-------- DATA SECTION

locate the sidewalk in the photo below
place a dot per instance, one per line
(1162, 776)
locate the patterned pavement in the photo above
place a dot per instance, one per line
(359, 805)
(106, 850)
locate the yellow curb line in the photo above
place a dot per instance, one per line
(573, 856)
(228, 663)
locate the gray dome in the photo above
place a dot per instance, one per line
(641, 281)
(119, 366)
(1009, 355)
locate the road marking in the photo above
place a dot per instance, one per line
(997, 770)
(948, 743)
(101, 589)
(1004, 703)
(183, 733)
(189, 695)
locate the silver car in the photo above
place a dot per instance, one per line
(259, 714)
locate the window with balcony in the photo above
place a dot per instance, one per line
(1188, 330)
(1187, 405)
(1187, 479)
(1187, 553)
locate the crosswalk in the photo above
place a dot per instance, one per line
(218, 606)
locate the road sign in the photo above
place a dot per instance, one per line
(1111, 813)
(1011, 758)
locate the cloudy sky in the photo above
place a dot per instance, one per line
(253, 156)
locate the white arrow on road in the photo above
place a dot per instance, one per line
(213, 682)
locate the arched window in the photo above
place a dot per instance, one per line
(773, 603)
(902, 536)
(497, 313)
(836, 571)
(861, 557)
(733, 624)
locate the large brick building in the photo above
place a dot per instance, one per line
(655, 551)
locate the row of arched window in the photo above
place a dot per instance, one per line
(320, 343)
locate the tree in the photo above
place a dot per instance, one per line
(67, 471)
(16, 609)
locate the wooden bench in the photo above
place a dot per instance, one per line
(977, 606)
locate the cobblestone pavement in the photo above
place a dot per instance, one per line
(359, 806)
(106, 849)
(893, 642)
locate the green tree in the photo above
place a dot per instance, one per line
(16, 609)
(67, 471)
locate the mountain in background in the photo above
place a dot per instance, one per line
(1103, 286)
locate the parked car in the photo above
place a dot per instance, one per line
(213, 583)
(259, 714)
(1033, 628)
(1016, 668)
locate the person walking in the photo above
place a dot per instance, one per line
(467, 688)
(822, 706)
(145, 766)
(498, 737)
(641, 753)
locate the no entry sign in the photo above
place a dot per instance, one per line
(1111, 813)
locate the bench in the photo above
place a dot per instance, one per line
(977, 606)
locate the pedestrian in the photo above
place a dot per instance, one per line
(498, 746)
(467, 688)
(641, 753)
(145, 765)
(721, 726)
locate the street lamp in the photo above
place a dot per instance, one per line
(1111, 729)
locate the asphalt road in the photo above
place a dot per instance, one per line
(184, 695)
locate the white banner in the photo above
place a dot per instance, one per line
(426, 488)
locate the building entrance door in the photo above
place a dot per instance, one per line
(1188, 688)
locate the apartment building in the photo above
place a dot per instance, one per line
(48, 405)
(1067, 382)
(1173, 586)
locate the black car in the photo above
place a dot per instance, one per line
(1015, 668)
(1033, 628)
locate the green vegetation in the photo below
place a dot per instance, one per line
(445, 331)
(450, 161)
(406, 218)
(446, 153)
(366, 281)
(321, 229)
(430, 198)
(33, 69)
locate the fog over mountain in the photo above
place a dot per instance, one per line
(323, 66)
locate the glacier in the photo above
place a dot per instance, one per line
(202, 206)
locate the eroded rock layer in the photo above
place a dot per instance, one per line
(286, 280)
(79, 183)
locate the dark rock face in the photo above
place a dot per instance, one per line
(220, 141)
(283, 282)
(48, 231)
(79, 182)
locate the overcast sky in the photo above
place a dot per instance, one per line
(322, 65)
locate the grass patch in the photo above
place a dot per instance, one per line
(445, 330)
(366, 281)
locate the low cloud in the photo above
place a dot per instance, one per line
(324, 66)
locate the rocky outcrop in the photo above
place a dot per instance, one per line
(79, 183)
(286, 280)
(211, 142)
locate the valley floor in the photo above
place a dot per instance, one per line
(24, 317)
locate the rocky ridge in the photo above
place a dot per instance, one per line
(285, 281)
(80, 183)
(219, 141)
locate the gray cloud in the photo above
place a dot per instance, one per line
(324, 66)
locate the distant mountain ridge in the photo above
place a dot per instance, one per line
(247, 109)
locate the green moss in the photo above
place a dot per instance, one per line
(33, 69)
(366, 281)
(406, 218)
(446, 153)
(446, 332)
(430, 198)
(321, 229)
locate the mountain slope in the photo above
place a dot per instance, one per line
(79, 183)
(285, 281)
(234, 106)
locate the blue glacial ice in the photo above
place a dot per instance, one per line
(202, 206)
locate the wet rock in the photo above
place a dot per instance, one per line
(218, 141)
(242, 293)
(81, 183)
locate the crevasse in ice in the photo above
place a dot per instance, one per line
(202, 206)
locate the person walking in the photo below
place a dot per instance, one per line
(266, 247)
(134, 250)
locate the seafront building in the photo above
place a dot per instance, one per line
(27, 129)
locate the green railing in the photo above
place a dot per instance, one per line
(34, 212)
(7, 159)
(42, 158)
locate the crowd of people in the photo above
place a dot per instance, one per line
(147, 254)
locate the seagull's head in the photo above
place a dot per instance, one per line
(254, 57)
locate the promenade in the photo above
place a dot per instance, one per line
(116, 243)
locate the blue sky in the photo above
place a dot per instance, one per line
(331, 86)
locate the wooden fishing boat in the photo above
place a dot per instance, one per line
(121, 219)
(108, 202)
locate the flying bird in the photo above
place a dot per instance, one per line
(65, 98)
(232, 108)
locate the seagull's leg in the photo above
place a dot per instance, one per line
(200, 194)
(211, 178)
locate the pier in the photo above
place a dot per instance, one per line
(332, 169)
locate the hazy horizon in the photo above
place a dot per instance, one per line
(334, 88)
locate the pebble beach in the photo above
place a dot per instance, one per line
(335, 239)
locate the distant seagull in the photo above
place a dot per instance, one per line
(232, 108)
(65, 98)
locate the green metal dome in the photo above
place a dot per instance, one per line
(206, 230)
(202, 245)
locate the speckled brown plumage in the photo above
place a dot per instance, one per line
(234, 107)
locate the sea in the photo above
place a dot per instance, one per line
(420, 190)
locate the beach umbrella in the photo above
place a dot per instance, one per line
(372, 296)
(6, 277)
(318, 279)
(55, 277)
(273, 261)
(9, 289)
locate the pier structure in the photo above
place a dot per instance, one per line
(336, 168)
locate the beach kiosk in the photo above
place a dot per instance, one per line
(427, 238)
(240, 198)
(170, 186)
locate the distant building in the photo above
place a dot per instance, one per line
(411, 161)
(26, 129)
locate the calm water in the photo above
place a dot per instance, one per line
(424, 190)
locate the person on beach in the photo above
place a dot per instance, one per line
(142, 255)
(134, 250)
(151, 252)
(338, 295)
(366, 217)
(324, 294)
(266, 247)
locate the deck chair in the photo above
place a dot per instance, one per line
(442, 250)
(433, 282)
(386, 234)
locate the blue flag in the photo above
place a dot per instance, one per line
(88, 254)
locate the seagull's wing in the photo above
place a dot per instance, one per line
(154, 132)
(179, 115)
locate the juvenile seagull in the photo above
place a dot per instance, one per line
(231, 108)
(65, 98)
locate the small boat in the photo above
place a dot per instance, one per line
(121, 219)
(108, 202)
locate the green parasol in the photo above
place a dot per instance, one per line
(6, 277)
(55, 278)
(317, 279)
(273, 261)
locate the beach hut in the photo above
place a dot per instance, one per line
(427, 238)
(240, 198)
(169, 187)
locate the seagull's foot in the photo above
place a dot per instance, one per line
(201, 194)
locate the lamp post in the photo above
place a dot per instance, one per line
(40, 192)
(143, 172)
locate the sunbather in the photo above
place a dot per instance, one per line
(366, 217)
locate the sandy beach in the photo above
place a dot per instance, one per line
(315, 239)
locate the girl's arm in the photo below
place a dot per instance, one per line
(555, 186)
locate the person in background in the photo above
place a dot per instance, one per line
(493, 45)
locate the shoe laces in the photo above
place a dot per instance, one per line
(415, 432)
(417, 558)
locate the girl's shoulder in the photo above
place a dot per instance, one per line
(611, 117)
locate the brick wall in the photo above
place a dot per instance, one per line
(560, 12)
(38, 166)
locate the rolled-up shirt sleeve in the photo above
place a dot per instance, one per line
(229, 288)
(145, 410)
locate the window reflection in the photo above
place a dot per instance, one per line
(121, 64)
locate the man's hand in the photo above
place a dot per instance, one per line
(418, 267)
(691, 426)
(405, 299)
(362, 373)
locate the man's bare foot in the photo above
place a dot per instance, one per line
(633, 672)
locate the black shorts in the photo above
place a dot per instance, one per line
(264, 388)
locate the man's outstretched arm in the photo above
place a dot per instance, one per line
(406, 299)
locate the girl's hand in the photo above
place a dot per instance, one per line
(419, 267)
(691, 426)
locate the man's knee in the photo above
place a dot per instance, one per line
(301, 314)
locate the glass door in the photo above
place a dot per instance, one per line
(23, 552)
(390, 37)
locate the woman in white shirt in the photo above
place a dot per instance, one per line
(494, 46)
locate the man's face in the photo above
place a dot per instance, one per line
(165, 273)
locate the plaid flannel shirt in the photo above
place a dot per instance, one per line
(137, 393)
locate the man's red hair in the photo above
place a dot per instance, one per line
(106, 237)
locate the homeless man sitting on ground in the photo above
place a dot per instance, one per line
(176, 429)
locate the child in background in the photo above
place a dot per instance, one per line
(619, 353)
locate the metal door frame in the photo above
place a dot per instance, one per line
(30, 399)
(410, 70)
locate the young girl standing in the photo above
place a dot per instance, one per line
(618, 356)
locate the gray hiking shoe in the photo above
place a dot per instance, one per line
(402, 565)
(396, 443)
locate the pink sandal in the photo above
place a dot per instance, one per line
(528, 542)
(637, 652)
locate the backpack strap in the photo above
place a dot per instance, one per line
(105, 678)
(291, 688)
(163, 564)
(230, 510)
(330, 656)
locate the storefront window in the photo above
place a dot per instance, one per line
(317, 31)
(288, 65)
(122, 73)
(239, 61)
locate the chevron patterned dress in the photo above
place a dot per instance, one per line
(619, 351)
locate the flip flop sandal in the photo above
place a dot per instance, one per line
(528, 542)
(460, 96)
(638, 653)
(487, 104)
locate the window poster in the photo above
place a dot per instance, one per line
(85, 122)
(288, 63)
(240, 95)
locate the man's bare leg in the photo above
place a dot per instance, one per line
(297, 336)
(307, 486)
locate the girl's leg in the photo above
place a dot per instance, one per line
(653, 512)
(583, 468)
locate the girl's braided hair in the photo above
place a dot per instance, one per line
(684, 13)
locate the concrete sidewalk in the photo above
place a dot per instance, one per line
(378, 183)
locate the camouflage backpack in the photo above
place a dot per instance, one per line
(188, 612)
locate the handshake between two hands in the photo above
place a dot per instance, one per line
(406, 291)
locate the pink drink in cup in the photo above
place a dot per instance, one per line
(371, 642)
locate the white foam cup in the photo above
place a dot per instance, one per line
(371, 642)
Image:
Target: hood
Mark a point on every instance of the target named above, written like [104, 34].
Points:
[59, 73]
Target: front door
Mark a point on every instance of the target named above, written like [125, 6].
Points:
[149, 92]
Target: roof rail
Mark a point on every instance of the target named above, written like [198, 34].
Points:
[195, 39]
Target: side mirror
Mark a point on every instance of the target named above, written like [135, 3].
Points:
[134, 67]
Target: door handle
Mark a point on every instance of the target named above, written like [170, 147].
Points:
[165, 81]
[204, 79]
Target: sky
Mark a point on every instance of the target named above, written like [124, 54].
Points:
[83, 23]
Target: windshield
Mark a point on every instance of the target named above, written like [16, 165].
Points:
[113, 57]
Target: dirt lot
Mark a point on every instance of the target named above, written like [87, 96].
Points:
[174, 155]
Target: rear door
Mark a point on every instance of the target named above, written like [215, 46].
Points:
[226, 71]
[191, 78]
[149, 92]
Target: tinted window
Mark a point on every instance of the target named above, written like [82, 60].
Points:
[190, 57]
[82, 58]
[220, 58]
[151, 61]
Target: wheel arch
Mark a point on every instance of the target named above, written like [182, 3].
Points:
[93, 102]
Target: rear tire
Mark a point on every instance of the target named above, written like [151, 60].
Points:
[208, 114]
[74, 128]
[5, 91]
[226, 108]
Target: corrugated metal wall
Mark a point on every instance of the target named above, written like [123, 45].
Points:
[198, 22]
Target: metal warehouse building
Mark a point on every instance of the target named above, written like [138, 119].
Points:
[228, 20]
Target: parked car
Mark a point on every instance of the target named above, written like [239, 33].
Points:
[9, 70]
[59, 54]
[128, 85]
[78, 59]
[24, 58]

----------------

▶ REQUIREMENT
Please make an exact copy of the lines above from the line with "locate the window reflection" through the line with "locate the man's knee in the photo above", both ends included.

▶ SOLUTION FOR THIS PROBLEM
locate the window reflection in the photo above
place a dot per instance, one per line
(121, 64)
locate the man's hand in the photo above
place a dot per instance, one per line
(418, 267)
(691, 426)
(405, 299)
(362, 373)
locate the man's bare foot in the photo above
place a dot per instance, one per line
(633, 672)
locate the black shorts in the photo above
place a dot per instance, one per line
(264, 388)
locate the man's outstretched arm in the photo above
place a dot per instance, one per line
(406, 299)
locate the girl's hand in the photo above
place a dot per instance, one per line
(419, 267)
(691, 426)
locate the man's knee in the photo above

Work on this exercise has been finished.